● 取り組む課題
1) 本文の「1900年代に入り」で始まる段落を、主な事実を残して箇条書きの形に書き改めてください。
2) 記録のうち「Task: mark the white ceramic」を含む行から記録の最後の行までを、空行を除いて番号付きリストの形式に整えてください。

● 本文

= = = = =

石油は労働力と食料をもたらした。その後は?

石炭や石油、天然ガスといった化石燃料との出会いは、人類にとって2つの意味で強烈な意味を持ったように思う。一つは、代わりに働いてくれる労働力。もう一つは、食料。この2つが産業革命を起こし、人口爆発を可能にした。

産業革命が起きるまで、労働力といえば人力か、せいぜいウシやウマなどの家畜の力を借りるのがせいぜいだった。しかし産業革命で、石炭を燃やして湯を沸かすと力を引き出せる蒸気機関が発明されて劇的に変わった。人間の代わりに石炭が働いてくれるようになった。

石炭が働いてくれるようになり、やがて石油をエンジンの中で燃やして力を得る方法(内燃機関)が発明されると、石油にも働いてもらえるようになった。しかしこうした産業革命が起きても人口爆発には至っていない。単に人間の代わりにパワーを出してくれるようになっただけで、食料は増えなかったから。

1900年代に入り、ついに「化石燃料を食料に変える」技術が生まれる。まず、石炭のエネルギーを利用して石灰窒素という肥料を生み出すことに成功。そしてついに、化石燃料のエネルギーで肥料のアンモニアを無尽蔵に製造できるようになった。肥料さえあれば狭い面積でも食料を大量生産できる。

第二次世界大戦が終わった後、無尽蔵に得られるようになった肥料のおかげで、同じ面積から10倍の穀物が得られるようになった。それ以前は食料輸入が必須だったのに、ヨーロッパはやがて余分の食料を輸出するまでに生産性を上げるようになった。世界中に安い穀物があふれ、人口爆発が始まった。

人間の代わりに働いてくれる化石燃料。人間に食料をもたらした化石燃料。化石燃料は「労働力」と「食料」をもたらした。人類が昔と違い、重労働しなくても豊かな生活が送れるのは、化石燃料のおかげにほかならない。
問題は、化石燃料の未来に陰が差し始めていること。

石油がどうも採れづらくなっている。かつて石油は噴水のように吹き出していた。その時代は、1の手間暇(エネルギー)で200倍のエネルギーが得られていたという。しかしシェールオイルだと10倍を切る。投資をしても、経費諸々を考えると、収益ギリギリの採算性が悪いエネルギーになりつつある。

石油をガソリンに加工したり、世界各地に運ぶときに必要なエネルギーも考えると、石油を掘るときに必要なエネルギーの3倍は石油が採れてくれないと、エネルギー的に赤字になるらしい。たぶんもっと手前の数字で、投資対象として魅力を失うだろう。石油採掘にはお金がかかるのに、投資が集まらない。

= = = = =

データ収集の記録
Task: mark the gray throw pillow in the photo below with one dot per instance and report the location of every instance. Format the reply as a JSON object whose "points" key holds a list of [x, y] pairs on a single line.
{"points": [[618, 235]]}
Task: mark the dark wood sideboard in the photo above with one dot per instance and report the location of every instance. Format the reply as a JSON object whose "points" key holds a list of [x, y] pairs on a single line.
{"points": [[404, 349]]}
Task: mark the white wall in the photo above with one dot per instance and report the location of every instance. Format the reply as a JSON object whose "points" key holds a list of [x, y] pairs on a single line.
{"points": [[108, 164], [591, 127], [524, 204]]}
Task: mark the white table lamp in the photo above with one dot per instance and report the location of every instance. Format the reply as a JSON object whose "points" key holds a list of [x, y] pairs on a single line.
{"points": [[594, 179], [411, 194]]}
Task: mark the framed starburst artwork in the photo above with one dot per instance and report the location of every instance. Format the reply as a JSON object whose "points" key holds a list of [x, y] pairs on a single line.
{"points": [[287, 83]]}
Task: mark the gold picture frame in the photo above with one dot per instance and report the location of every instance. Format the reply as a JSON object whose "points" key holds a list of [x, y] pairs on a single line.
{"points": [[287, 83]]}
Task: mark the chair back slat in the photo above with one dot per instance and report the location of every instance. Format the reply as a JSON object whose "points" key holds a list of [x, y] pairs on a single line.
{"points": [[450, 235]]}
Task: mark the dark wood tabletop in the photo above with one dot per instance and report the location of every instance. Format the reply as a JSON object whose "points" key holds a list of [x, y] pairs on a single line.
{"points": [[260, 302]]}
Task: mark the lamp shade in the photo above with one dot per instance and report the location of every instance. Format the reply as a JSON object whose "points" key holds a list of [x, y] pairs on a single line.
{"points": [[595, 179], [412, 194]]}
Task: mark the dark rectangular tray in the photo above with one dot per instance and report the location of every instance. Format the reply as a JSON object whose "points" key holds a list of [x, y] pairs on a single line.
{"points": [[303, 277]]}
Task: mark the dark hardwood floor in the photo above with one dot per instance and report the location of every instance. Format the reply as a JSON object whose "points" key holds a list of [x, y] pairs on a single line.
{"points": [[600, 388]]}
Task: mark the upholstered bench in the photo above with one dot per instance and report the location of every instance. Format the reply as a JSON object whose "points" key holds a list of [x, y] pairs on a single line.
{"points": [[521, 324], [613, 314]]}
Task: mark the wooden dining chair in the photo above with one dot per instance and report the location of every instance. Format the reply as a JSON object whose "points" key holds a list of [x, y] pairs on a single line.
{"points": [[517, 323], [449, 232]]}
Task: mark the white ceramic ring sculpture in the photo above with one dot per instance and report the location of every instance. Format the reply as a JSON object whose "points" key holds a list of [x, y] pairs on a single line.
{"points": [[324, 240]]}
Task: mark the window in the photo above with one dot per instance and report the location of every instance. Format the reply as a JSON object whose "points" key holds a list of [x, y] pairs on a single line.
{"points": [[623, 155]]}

= = = = =

● 解答例
1)
- 1900年代に入り、「化石燃料を食料に変える」技術が生まれた。
- まず、石炭のエネルギーを利用して、肥料である石灰窒素を生み出すことに成功した。
- さらに、化石燃料のエネルギーによって、肥料のアンモニアを無尽蔵に製造できるようになった。
- 肥料さえあれば、狭い面積でも食料を大量生産できる。

2)
1. Task: mark the white ceramic ring sculpture in the photo above with one dot per instance and report the location of every instance. Format the reply as a JSON object whose "points" key holds a list of [x, y] pairs on a single line.
2. {"points": [[324, 240]]}
3. Task: mark the window in the photo above with one dot per instance and report the location of every instance. Format the reply as a JSON object whose "points" key holds a list of [x, y] pairs on a single line.
4. {"points": [[623, 155]]}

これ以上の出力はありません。